(Written problem): Rewrite the data starting at the line containing "drop a point: the skid steer loader" and ending at the end of the data, changing "yellow school bus" to "yellow bus" and leaving all else the same. Give only those lines.
======== Task data
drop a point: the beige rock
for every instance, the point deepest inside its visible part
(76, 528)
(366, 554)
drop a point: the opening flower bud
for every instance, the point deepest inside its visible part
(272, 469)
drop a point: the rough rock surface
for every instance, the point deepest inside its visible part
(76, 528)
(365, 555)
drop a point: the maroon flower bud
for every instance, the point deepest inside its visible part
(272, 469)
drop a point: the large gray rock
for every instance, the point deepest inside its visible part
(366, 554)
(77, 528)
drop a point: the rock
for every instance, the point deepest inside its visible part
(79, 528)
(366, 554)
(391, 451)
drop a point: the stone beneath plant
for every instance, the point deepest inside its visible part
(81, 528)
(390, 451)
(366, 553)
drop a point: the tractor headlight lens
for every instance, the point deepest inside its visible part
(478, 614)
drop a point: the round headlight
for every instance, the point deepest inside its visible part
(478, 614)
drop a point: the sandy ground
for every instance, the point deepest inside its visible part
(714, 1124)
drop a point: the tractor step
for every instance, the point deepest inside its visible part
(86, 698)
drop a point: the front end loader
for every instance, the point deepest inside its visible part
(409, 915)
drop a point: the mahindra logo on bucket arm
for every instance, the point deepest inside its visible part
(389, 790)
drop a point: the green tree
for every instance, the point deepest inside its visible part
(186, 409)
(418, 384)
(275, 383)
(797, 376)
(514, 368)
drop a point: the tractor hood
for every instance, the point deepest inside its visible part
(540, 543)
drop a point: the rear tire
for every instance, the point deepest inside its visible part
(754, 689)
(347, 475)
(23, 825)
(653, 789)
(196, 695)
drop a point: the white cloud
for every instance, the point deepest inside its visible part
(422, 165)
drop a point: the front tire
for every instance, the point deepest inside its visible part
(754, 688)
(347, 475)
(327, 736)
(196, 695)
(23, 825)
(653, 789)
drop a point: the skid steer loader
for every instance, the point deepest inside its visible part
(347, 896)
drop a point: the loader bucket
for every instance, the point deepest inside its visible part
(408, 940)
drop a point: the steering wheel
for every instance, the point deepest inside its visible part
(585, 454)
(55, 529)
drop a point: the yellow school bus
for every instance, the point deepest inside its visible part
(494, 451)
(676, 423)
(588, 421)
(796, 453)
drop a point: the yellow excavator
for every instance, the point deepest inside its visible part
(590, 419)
================
(Output for this exercise):
drop a point: the skid steer loader
for every instance, the point deepest inside its visible part
(347, 896)
drop a point: the loader bucket
for every instance, the point deepest inside its visible part
(408, 940)
drop a point: the steering wheel
for every instance, the point deepest inside its visible part
(585, 454)
(55, 529)
drop a point: the yellow bus
for every instance, the point deepest inside its visible part
(494, 451)
(676, 423)
(588, 421)
(796, 453)
drop a point: the yellow excavator
for every instance, the point deepest inside its visible part
(590, 419)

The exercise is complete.